PROMPT 1: Quote the Mangalam Organics rating rationale word for word, starting at the words "Rating Action" and ending after the words "and rating reaffirmed)".
PROMPT 2: Write a continuation of the Mangalam Organics rating rationale, picking up right after its final sentence.

PASSAGE TO READ:
Rating Rationale
September 28, 2018 | Mumbai
Mangalam Organics Limited
Rating outlook revised to 'Positive'
 
Rating Action
Total Bank Loan Facilities Rated Rs.77 Crore (Enhanced from Rs.55 Crore)
Long Term Rating CRISIL BBB+/Positive (Outlook revised from 'Stable' and rating reaffirmed)
Short Term Rating CRISIL A2 (Assigned)
1 crore = 10 million
Refer to annexure for Details of Instruments & Bank Facilities
Detailed Rationale

CRISIL has revised its outlook on the long-term bank facility of Mangalam Organics Ltd (MOL) to 'Positive' from 'Stable' while reaffirming the rating at 'CRISIL BBB+.CRISIL has also assigned its 'CRISIL A2' rating to te the short term bank facilities of MOL.
 
The outlook revision reflects sustained improvement in MOL's operating performance, backed by increase in revenue and profitability. Revenue and operating margin rose to Rs 87.71 crore and 19%, respectively, in the first quarter of fiscal 2019, from 38.3 crore and 11.4% during the same period the previous year. The performance could be attributed to significant improvement in realisation of camphor on account of the prevailing demand-supply situation. Although, the realisations are likely to moderate going forward, it should stay above past levels. Profitability should be better than historical levels going forward, driven by higher realisations compared with the hike in input prices and measures undertaken to improve operating efficiencies.

[Location identification entries]
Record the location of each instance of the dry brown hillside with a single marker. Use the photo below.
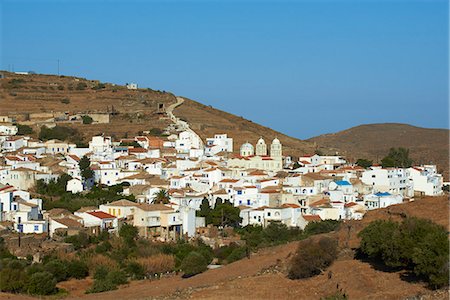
(263, 275)
(373, 141)
(24, 94)
(207, 121)
(36, 96)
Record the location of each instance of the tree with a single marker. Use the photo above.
(128, 233)
(418, 245)
(364, 163)
(85, 168)
(397, 157)
(205, 211)
(225, 214)
(162, 197)
(193, 264)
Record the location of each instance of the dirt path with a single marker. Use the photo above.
(168, 286)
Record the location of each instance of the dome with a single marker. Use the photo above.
(247, 149)
(276, 141)
(247, 146)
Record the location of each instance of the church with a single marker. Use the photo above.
(248, 159)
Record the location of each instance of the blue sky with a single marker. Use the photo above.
(301, 67)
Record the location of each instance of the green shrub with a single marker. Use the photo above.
(77, 269)
(237, 254)
(194, 263)
(312, 257)
(101, 286)
(81, 86)
(117, 277)
(418, 245)
(41, 283)
(103, 247)
(58, 269)
(129, 234)
(101, 272)
(13, 280)
(135, 270)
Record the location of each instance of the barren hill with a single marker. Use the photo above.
(37, 95)
(263, 275)
(207, 121)
(426, 145)
(135, 110)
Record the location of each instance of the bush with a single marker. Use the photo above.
(313, 257)
(418, 245)
(101, 286)
(135, 270)
(103, 247)
(193, 264)
(24, 129)
(77, 269)
(78, 241)
(58, 269)
(41, 283)
(101, 272)
(129, 234)
(13, 280)
(81, 86)
(237, 254)
(117, 277)
(157, 264)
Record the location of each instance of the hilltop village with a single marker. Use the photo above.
(169, 178)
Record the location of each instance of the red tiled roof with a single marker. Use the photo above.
(312, 218)
(101, 215)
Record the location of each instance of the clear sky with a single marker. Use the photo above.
(301, 67)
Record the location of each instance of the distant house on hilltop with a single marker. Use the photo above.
(131, 86)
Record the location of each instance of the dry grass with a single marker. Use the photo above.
(156, 264)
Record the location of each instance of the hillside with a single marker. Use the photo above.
(207, 121)
(134, 110)
(37, 96)
(427, 145)
(262, 276)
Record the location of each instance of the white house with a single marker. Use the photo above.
(381, 200)
(426, 180)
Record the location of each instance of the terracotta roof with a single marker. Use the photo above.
(312, 218)
(229, 180)
(293, 205)
(101, 215)
(123, 202)
(74, 157)
(153, 207)
(70, 223)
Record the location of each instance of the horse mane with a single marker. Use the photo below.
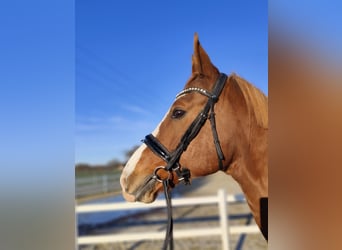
(256, 101)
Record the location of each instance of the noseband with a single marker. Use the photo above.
(172, 158)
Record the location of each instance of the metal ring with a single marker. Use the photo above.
(157, 177)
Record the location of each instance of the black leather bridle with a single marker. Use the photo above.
(172, 158)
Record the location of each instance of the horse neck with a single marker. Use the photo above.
(249, 169)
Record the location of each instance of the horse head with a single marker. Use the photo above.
(200, 156)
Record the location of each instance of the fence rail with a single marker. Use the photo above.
(98, 184)
(224, 230)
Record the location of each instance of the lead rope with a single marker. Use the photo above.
(169, 229)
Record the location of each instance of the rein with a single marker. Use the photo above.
(172, 158)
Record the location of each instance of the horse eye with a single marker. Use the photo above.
(178, 113)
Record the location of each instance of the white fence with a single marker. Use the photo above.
(96, 184)
(224, 230)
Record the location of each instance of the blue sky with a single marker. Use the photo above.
(133, 57)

EXERCISE RESPONSE 1:
Rating Action
Total Bank Loan Facilities Rated Rs.77 Crore (Enhanced from Rs.55 Crore)
Long Term Rating CRISIL BBB+/Positive (Outlook revised from 'Stable' and rating reaffirmed)

EXERCISE RESPONSE 2:
 
The ratings continue to reflect the extensive experience of MOL's promoters, and established market position in the camphor industry. The ratings also factor in a healthy financial risk profile. These strengths are partially offset by susceptibility to volatility in realisation and raw material prices, and intense competition from domestic manufacturers as well as imports from China.

Key Rating Drivers & Detailed Description
Strengths
* Promoters' extensive experience and established market position in the camphor industry
The promoters (Dujodwala family) have experience of around five decades in the industry. MOL is presently headed by Mr Kamal Kumar Dujodwala, who is well supported by a qualified and experienced management team.
 
The company is one of the leading players in the Indian camphor market. Revenue improved to Rs.87.71 crores in first quarter of fiscal 2019 compared to Rs.38.3 crore during the same period in fiscal 2017. The improvement is on account of significant improvement in realisation and strong demand from domestic market. Average realisations improved to around Rs 635 per kg in the quarter ended June 30, 2018, compared to Rs 395 per kg the previous fiscal. Realisation was high on account of the demand-supply gap in the market, due to lower imports from China and sustained demand.
 
Operating margins have shown significant growth in first quarter of fiscal 2019 (19% compared to 11.44% during similar period for fiscal 2018). Operating margins are expected to be significantly higher than historical averages over the medium term due to higher realisation compared to hike in input prices and improved operational efficiencies.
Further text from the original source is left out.